Cushing Memorial Library, Texas A & M University

Inventory of the General Alvord Van Patten Anderson Papers:


Descriptive Summary and Abstract

Creator Anderson, Alvord Van Patten
Title Inventory of the General Alvord Van Patten Anderson Papers:
Dates: 1886-1976.
Abstract The General Alvord Van Patten Anderson Papers chiefly consist of letters from Alvord Anderson to his father, John R. Anderson, and his wife, Cora Anderson. In addition to correspondence, the collection includes a small amount of other materials such as military papers, reports, and rewards, newsletters, black and white photographic prints, newspaper clippings, and books. There is also a poem, an essay, a map, and a scrapbook of photographic prints and postcards.
Identification Ragan MSS 00146
Extent 1 linear foot.
Language English.
Repository: Cushing Memorial Library
College Station, TX 77843-5000

Biographical Note

Alvord Van Patten Anderson was born 10 April 1872, in New York City, to John R. Anderson and Clara Van Patten Anderson. Clara Van Patten Anderson soon died, and John left their son with maternal relatives for some time. John Anderson married Isabel Sime or Gime when Alvord Anderson was five years of age, at which time the boy was reunited with his father and his new wife. Alvord attended grammar school in Upper Montclair, N.J., from 1879 to 1885, and Wesleyan Academy in Willingham, Mass., from 1885-1886. He was enrolled at Pennington Seminary, in Pennington, N.J., from 1886-1888, but was suspended for mild but frequent misconduct. His post-secondary education consists of eight months of study at the University of the City of New York in 1889, and a full year at Lehigh University in Bethlehem, Pa., from 1890-1891. Several letters from 1893 refer to his experience as a schoolteacher.

On May 28, 1891 Anderson enlisted in the Cavalry. He was stationed at Fort Niobrara, Neb., where he attempted to gain a commission as an officer in 1893. He was not recommended for final examination for promotion, but he stayed on, working to gain the experience that, it was generally felt, he was lacking. During this time he was a non-commissioned corporal with the 6th Cavalry's Troop G. He went up for promotion again, again unsuccessfully, in 1894. On 10 May 1894 Anderson left Troop G on the advice of some officers from his post. Not long after, he took up his post at Fort Leavenworth, Kansas, with Troop B of the 6th Cavalry.

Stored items
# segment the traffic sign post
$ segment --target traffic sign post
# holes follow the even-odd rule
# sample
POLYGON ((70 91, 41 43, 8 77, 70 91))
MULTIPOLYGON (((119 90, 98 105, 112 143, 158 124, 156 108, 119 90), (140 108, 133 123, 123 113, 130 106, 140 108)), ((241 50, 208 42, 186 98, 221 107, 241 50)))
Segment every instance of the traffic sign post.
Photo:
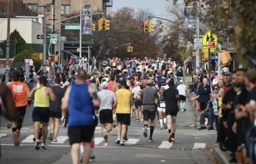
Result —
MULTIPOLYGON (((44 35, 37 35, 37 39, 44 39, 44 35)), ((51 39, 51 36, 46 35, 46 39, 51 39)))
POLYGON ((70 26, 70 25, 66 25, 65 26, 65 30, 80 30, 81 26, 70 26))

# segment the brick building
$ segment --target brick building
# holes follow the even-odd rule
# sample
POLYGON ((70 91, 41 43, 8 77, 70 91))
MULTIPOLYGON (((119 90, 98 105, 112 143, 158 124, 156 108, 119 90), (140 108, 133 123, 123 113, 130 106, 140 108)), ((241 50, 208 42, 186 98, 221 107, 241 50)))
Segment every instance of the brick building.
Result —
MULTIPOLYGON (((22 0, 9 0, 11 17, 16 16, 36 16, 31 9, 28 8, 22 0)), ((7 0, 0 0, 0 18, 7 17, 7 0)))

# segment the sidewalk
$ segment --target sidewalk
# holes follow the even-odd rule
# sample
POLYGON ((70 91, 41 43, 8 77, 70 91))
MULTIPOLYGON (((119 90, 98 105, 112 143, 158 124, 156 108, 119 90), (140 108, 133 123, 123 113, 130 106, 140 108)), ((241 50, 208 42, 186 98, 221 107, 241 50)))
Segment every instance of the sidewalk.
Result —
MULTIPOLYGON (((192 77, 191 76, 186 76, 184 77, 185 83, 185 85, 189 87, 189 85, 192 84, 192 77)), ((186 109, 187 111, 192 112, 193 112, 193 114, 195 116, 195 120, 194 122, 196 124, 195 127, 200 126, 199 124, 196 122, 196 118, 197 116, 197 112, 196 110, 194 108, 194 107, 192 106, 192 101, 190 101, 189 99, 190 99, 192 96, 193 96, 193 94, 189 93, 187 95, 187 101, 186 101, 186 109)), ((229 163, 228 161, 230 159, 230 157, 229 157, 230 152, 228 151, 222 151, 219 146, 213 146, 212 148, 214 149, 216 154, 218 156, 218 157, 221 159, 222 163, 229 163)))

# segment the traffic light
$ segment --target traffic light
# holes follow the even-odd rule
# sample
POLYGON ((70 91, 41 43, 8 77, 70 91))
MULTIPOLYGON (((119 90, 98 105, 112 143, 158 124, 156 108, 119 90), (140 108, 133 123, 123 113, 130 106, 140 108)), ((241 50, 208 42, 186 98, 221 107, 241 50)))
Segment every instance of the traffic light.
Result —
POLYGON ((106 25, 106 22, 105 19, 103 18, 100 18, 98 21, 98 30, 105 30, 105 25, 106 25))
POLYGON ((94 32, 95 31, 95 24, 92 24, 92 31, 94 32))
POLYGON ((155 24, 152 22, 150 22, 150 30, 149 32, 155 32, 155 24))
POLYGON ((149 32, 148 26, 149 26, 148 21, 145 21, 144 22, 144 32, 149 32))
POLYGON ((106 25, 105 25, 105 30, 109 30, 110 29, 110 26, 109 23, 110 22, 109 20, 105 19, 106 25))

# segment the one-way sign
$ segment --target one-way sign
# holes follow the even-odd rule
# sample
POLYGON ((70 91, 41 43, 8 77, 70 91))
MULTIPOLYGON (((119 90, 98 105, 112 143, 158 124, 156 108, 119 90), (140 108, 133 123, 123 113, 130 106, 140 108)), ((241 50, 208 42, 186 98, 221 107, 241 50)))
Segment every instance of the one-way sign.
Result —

**What needs to be done**: According to the inventory, on what date did Alvord Van Patten Anderson enlist in the Cavalry?

**Response to the exercise**: May 28, 1891.